## Exercise material
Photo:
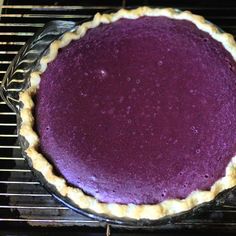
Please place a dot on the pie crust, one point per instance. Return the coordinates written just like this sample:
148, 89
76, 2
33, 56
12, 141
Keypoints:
76, 195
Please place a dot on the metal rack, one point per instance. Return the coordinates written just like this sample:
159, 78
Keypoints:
22, 199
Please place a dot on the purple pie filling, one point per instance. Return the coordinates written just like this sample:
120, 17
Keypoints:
139, 111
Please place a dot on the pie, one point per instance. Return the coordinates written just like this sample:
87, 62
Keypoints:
133, 115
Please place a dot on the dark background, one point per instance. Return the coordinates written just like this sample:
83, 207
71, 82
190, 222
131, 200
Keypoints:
25, 207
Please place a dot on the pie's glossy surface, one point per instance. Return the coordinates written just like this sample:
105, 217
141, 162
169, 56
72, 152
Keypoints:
139, 111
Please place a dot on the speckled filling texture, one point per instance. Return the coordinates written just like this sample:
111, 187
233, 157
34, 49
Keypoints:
139, 111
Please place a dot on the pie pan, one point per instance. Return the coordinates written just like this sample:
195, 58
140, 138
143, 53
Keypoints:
17, 79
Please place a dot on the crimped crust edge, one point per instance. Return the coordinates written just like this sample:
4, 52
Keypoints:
76, 195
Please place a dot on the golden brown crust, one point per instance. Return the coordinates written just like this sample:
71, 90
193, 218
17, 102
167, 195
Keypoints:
40, 163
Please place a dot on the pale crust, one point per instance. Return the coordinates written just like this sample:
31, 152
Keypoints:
83, 201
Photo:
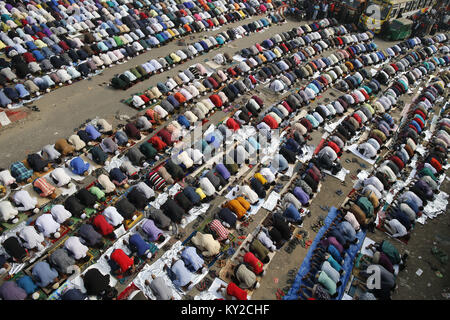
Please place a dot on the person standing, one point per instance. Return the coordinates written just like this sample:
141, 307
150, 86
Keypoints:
324, 7
315, 10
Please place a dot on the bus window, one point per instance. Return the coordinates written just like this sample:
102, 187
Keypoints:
408, 6
375, 11
393, 13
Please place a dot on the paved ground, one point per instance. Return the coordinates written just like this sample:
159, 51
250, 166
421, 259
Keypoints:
67, 108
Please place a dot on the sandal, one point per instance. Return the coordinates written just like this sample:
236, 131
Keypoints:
292, 273
288, 249
308, 243
212, 274
286, 289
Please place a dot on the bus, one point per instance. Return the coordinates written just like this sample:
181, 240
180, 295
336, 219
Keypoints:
377, 12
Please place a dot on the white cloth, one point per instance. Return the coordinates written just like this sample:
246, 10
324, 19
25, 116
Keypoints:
113, 216
143, 187
24, 201
6, 178
268, 174
60, 175
32, 239
249, 193
47, 225
7, 211
106, 183
74, 245
59, 213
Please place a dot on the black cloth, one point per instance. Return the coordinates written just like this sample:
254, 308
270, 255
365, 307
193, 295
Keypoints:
84, 136
282, 226
173, 210
137, 198
86, 198
74, 206
36, 162
89, 235
95, 282
98, 155
174, 170
227, 216
125, 208
183, 201
14, 248
258, 187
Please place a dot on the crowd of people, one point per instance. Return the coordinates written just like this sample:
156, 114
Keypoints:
128, 212
48, 43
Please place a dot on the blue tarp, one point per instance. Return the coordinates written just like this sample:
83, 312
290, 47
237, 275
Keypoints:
347, 265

## Set problem
Output every line of the records above as a JSON list of strings, one string per line, omitting blank lines and any picture lines.

## Finished exercise
[
  "Photo:",
  "Please place a dot on the pie crust, one point per instance. Return the coordinates written just like this sample:",
  "148, 89",
  "76, 2",
  "33, 56",
  "12, 141",
  "Keypoints:",
  "76, 195",
  "Please place a dot on the metal rack, one point per instance. Return the coordinates written just like this sample:",
  "159, 78",
  "Keypoints:",
  "22, 199",
  "Please place a dot on the purple pie filling, one point per instance. Return the coordinates written just like this sample:",
  "120, 17",
  "Keypoints:",
  "139, 111",
  "Please place a dot on the pie, one point per instance. Return the coordinates written just like this sample:",
  "87, 62",
  "Keypoints:",
  "133, 115",
  "Please place a dot on the dark background, one point per instance. Return the coordinates written just like this sample:",
  "83, 207",
  "71, 82",
  "190, 222",
  "131, 200",
  "Keypoints:",
  "25, 207",
  "Please place a dot on the pie's glossy surface, one point per instance. Return the coordinates written just like this sample:",
  "105, 217",
  "141, 162",
  "169, 56",
  "72, 152",
  "Keypoints:",
  "139, 111",
  "Please place a dot on the speckled filling texture, one point per instance. Return the coordinates written just like this sample:",
  "111, 187",
  "233, 157",
  "34, 49",
  "Keypoints:",
  "139, 111",
  "Please place a dot on the pie pan, one point per instance. Return the coordinates written just like this sample:",
  "195, 58",
  "140, 138",
  "143, 53",
  "Keypoints:",
  "17, 79",
  "Please place a dot on the crimped crust edge, one point per instance. Return the coordinates written just like this sample:",
  "4, 52",
  "Keypoints:",
  "76, 195",
  "Please place a dot on the golden brown crust, one point per instance. Return the coordinates written just like this sample:",
  "71, 90",
  "193, 218",
  "17, 102",
  "167, 195",
  "Keypoints:",
  "40, 163",
  "Please place a dot on the pale crust, one point per instance. Return the coordinates written just like this sample:",
  "31, 152",
  "Keypoints:",
  "83, 201",
  "Photo:",
  "Please place a dot on the person standing, one point per instance. Return the coordinates written just like this sample:",
  "141, 307",
  "150, 86",
  "Keypoints:",
  "324, 7",
  "315, 10",
  "Please place a dot on the bus window, one point per instance. Return the coordinates written just like this sample:",
  "102, 187",
  "Keypoints:",
  "408, 6",
  "375, 11",
  "393, 13",
  "Please place a dot on the paved ground, one point per instance. Return the coordinates written just like this sample:",
  "159, 51",
  "250, 166",
  "421, 259",
  "Keypoints:",
  "67, 108",
  "Please place a dot on the sandal, one point per instance. Return the coordinates written just like this sample:",
  "236, 131",
  "Keypoints:",
  "292, 273",
  "288, 249",
  "308, 243",
  "212, 274",
  "286, 289",
  "Please place a dot on the bus, one point per instance. Return the coordinates written just like this sample:",
  "181, 240",
  "180, 295",
  "336, 219",
  "Keypoints:",
  "377, 12",
  "Please place a dot on the white cloth, one point per instance. Return the coordinates written just like this sample:",
  "246, 10",
  "324, 19",
  "25, 116",
  "Keypoints:",
  "113, 216",
  "143, 187",
  "24, 201",
  "6, 178",
  "268, 174",
  "60, 175",
  "32, 239",
  "249, 193",
  "47, 225",
  "7, 211",
  "106, 183",
  "74, 245",
  "59, 213",
  "Please place a dot on the black cloth, one point per instance. Return the coordinates written just like this sample:",
  "254, 308",
  "270, 255",
  "365, 307",
  "193, 295",
  "Keypoints:",
  "84, 136",
  "282, 226",
  "173, 210",
  "137, 198",
  "86, 198",
  "74, 206",
  "36, 162",
  "89, 235",
  "95, 282",
  "98, 155",
  "174, 170",
  "227, 216",
  "125, 208",
  "183, 201",
  "14, 248",
  "258, 187",
  "Please place a dot on the crowd of people, one point per instance. Return the coordinates written just like this sample:",
  "156, 114",
  "Keypoints:",
  "128, 212",
  "48, 43",
  "Please place a dot on the blue tarp, one point per instance. Return the coordinates written just like this sample:",
  "83, 312",
  "290, 47",
  "237, 275",
  "Keypoints:",
  "347, 265"
]